**Exercise directions**.
Show each line of the data below that contains the string "item".

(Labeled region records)
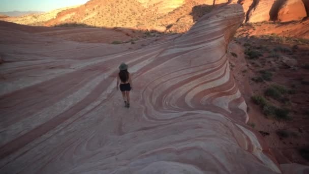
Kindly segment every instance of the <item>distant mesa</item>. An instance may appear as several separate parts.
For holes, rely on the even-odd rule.
[[[0,19],[1,19],[1,18],[6,18],[9,17],[9,16],[7,16],[6,15],[0,14]]]
[[[37,14],[43,13],[43,11],[13,11],[11,12],[0,12],[0,14],[9,16],[10,17],[20,17],[24,15],[30,14]]]
[[[3,13],[11,17],[24,15],[1,18],[34,26],[65,26],[78,23],[107,28],[119,27],[179,33],[187,32],[205,14],[229,4],[242,6],[243,22],[300,20],[309,14],[309,0],[92,0],[82,5],[44,13]],[[26,13],[33,14],[24,15]]]

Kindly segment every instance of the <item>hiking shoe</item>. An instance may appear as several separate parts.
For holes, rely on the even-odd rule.
[[[125,107],[127,107],[127,106],[128,106],[128,104],[127,103],[127,101],[125,101]]]

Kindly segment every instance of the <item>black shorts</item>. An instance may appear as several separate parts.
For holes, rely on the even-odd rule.
[[[126,84],[120,84],[119,86],[120,88],[120,91],[131,91],[131,86],[129,83]]]

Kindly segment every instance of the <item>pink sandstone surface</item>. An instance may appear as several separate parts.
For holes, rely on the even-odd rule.
[[[275,0],[255,1],[254,5],[248,13],[248,22],[259,22],[269,20],[269,12]]]
[[[301,0],[287,1],[278,12],[278,20],[281,22],[299,20],[306,16],[307,13]]]
[[[0,170],[4,173],[276,173],[246,126],[226,49],[243,21],[233,4],[186,34],[82,43],[0,25]],[[115,76],[129,65],[123,107]]]

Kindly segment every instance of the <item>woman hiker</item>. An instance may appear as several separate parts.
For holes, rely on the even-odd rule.
[[[122,98],[125,101],[125,107],[130,107],[130,91],[133,89],[131,74],[128,72],[128,65],[122,63],[119,66],[120,72],[117,77],[117,90],[120,81],[120,91],[122,93]]]

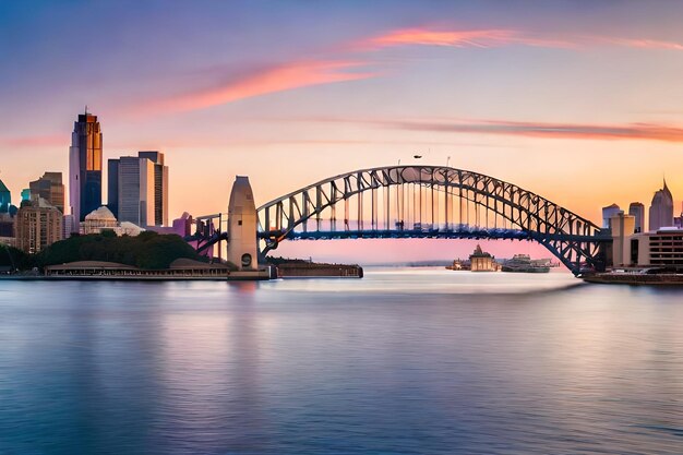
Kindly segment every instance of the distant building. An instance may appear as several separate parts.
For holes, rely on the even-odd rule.
[[[103,230],[113,230],[119,227],[116,216],[105,206],[97,208],[85,215],[85,219],[81,223],[81,234],[101,234]]]
[[[64,184],[61,172],[45,172],[29,183],[31,197],[43,197],[62,214],[64,213]]]
[[[122,156],[118,161],[119,221],[154,225],[154,163],[135,156]]]
[[[683,229],[669,227],[636,234],[628,238],[625,248],[631,266],[683,270]]]
[[[667,180],[664,187],[652,196],[649,219],[649,230],[673,226],[673,196],[667,187]]]
[[[69,203],[77,221],[101,205],[101,129],[87,110],[79,115],[71,134]]]
[[[498,270],[494,258],[482,251],[480,246],[477,246],[475,252],[470,254],[469,262],[472,272],[495,272]]]
[[[168,166],[160,152],[139,152],[140,158],[154,163],[154,226],[168,226]]]
[[[643,232],[645,229],[645,205],[639,202],[632,202],[628,205],[628,215],[634,217],[635,231]]]
[[[0,180],[0,212],[9,212],[10,205],[12,205],[12,193],[10,193],[10,190],[2,180]]]
[[[72,234],[79,234],[79,223],[75,215],[62,216],[62,237],[68,239]]]
[[[16,217],[8,212],[0,213],[0,243],[14,247],[16,244]]]
[[[143,227],[155,225],[154,166],[149,159],[136,156],[109,160],[109,191],[118,194],[115,205],[119,221]]]
[[[619,205],[616,205],[616,204],[612,204],[612,205],[608,205],[607,207],[602,207],[602,227],[606,228],[606,229],[609,229],[611,227],[610,226],[610,218],[612,218],[614,215],[619,215],[620,212],[622,212],[622,211],[621,211],[621,208],[619,208]]]
[[[631,264],[630,240],[635,234],[635,216],[619,213],[610,219],[612,229],[612,264],[625,266]]]
[[[681,215],[673,218],[673,226],[683,229],[683,203],[681,203]]]
[[[116,216],[119,215],[119,160],[107,161],[107,207]]]
[[[16,247],[37,253],[62,239],[62,214],[38,197],[22,203],[16,214]]]
[[[145,229],[130,221],[119,223],[111,211],[103,205],[85,215],[85,220],[81,223],[81,234],[101,234],[105,230],[111,230],[119,237],[135,237]]]

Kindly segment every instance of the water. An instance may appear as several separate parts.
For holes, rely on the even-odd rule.
[[[681,454],[683,289],[0,282],[0,454]]]

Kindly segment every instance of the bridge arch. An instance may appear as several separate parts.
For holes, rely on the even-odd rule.
[[[260,251],[287,239],[535,240],[575,275],[604,270],[609,231],[490,176],[442,166],[387,166],[334,176],[257,208]]]

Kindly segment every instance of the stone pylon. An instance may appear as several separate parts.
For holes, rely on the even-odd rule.
[[[259,268],[256,223],[249,177],[236,176],[228,205],[228,261],[241,271]]]

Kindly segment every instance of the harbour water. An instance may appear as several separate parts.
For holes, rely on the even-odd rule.
[[[0,282],[0,454],[681,454],[683,288]]]

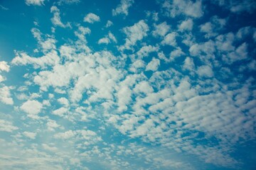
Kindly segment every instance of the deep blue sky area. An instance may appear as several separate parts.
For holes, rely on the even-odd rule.
[[[256,169],[255,16],[0,1],[0,169]]]

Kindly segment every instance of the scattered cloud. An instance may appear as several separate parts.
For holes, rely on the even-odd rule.
[[[28,113],[28,117],[36,119],[43,108],[43,104],[36,100],[27,101],[21,106],[20,108]]]
[[[165,0],[161,5],[164,14],[171,18],[178,15],[200,18],[203,15],[202,1],[201,0],[174,0],[171,2]]]
[[[121,0],[121,4],[119,4],[115,9],[112,9],[112,15],[117,16],[123,14],[128,16],[128,10],[134,3],[134,0]]]
[[[93,13],[89,13],[86,15],[84,18],[84,22],[93,23],[95,22],[99,22],[100,21],[100,18],[98,16]]]
[[[18,128],[13,125],[11,122],[0,119],[0,131],[12,132],[16,130],[18,130]]]
[[[33,6],[42,6],[44,5],[43,2],[45,0],[25,0],[26,4],[28,6],[33,5]]]

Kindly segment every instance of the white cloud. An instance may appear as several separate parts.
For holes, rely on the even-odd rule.
[[[31,139],[31,140],[34,140],[36,139],[36,132],[23,132],[23,135]]]
[[[58,2],[58,5],[62,5],[62,4],[78,4],[80,3],[80,0],[60,0]]]
[[[195,64],[193,60],[191,57],[187,57],[184,61],[184,64],[183,66],[183,69],[187,69],[189,71],[193,71],[195,69]]]
[[[154,91],[152,86],[146,81],[140,81],[136,84],[133,89],[135,94],[144,93],[145,94],[151,94]]]
[[[105,26],[106,28],[109,28],[110,26],[113,26],[113,22],[108,20],[107,22],[107,24]]]
[[[34,6],[41,6],[44,5],[43,2],[45,0],[25,0],[26,4],[28,6],[34,5]]]
[[[156,71],[160,65],[160,60],[159,59],[153,58],[152,60],[146,65],[146,71],[151,70]]]
[[[128,9],[134,2],[134,0],[121,0],[121,4],[115,9],[112,10],[112,15],[124,14],[124,16],[128,16]]]
[[[71,137],[73,137],[76,135],[75,131],[68,130],[65,132],[59,132],[54,135],[54,137],[56,139],[61,139],[61,140],[68,140]]]
[[[149,28],[145,21],[141,20],[132,26],[124,28],[123,30],[127,38],[125,38],[124,47],[122,48],[131,49],[131,46],[134,45],[137,41],[142,40],[147,35]]]
[[[6,86],[0,87],[0,101],[8,105],[14,104],[14,101],[11,97],[10,92],[11,89],[11,87]]]
[[[4,71],[9,72],[10,71],[10,66],[8,65],[6,62],[0,62],[0,72]]]
[[[171,3],[166,0],[161,7],[164,9],[164,14],[172,18],[178,15],[200,18],[203,14],[201,0],[174,0]]]
[[[148,57],[149,54],[153,52],[157,52],[159,50],[159,47],[154,47],[151,45],[143,46],[137,52],[137,55],[139,57],[143,58],[144,57]]]
[[[178,26],[178,30],[181,31],[191,30],[193,29],[193,20],[189,18],[181,22]]]
[[[11,122],[0,119],[0,131],[12,132],[14,130],[18,129],[18,128],[13,125]]]
[[[108,44],[110,42],[110,40],[108,38],[100,38],[98,41],[98,44]]]
[[[41,113],[43,108],[43,104],[38,101],[27,101],[23,103],[20,108],[28,113],[28,116],[31,118],[38,118],[38,114]]]
[[[54,131],[55,128],[59,128],[60,125],[56,123],[55,120],[48,119],[46,123],[48,130],[50,131]]]
[[[152,32],[154,36],[160,35],[164,37],[171,29],[171,26],[167,25],[166,21],[159,25],[154,25],[154,28],[155,30]]]
[[[109,32],[108,33],[108,37],[110,38],[110,40],[112,40],[114,42],[117,43],[117,40],[116,39],[116,38],[114,37],[114,35],[111,33]]]
[[[50,19],[50,21],[52,21],[52,23],[53,23],[54,26],[60,26],[60,27],[63,27],[63,28],[65,28],[67,26],[69,26],[68,24],[65,25],[64,23],[63,23],[60,21],[60,10],[57,8],[57,6],[53,6],[50,8],[50,12],[53,13],[53,18],[52,18]]]
[[[144,67],[145,67],[144,62],[142,60],[137,60],[131,64],[129,69],[132,72],[137,72],[138,69],[142,69]]]
[[[48,150],[53,152],[56,152],[58,151],[58,148],[55,147],[50,147],[47,144],[42,144],[42,147],[43,147],[43,149],[45,149],[46,150]]]
[[[185,53],[182,51],[181,48],[177,47],[174,50],[171,51],[170,53],[170,60],[174,60],[176,57],[184,55]]]
[[[60,108],[53,111],[53,115],[59,115],[63,117],[65,113],[68,112],[68,109],[64,107]]]
[[[232,64],[234,62],[245,60],[247,57],[247,44],[242,43],[235,51],[223,56],[223,60],[227,63]]]
[[[34,68],[46,67],[49,65],[55,65],[60,62],[60,57],[56,51],[52,50],[41,57],[33,57],[25,52],[16,52],[16,57],[11,60],[14,65],[33,64]]]
[[[201,66],[198,68],[197,73],[201,76],[212,77],[213,72],[209,66]]]
[[[177,45],[177,42],[176,40],[176,37],[177,35],[177,33],[176,32],[172,32],[171,33],[167,34],[164,40],[161,42],[161,44],[162,45],[172,45],[174,47]]]
[[[89,13],[88,14],[86,15],[86,16],[85,16],[83,21],[84,22],[93,23],[95,22],[99,22],[100,21],[100,18],[98,16],[95,15],[95,13]]]
[[[68,100],[64,97],[58,98],[58,102],[62,105],[64,105],[65,107],[68,107],[68,106],[69,106]]]

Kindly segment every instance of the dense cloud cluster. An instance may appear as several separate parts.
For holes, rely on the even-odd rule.
[[[198,20],[210,6],[240,15],[253,13],[255,3],[156,1],[159,11],[114,29],[100,12],[63,23],[61,6],[80,1],[53,4],[51,33],[31,28],[33,53],[16,51],[9,63],[0,62],[0,102],[18,114],[0,112],[0,131],[9,135],[0,140],[0,167],[200,167],[189,155],[218,167],[242,166],[233,153],[256,137],[256,28],[229,30],[232,21],[218,13]],[[122,0],[110,13],[125,20],[136,3]],[[103,22],[97,50],[90,38]],[[60,29],[73,38],[58,42]],[[8,85],[4,73],[15,67],[26,68],[23,82]]]

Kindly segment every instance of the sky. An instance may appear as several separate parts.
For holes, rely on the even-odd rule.
[[[256,169],[253,0],[1,0],[0,169]]]

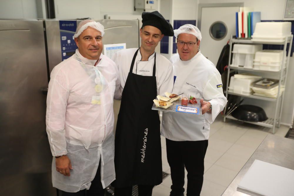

**Answer in full**.
Kindly segment every instance of the <item>distant mesa</item>. An instance may appear as several separate parts.
Kindly segment every instance of the <item>hiking shoe</item>. An instance may appear as several separate parts.
Kindly segment every instance of the <item>black shorts</item>. An instance may appear as several separate parts.
Kindly segment every instance of the <item>pink sandstone surface</item>. An instance may appear as several separate parts.
Kindly segment every instance of the <item>woman hiker</item>. An instance may appear as several separate parts.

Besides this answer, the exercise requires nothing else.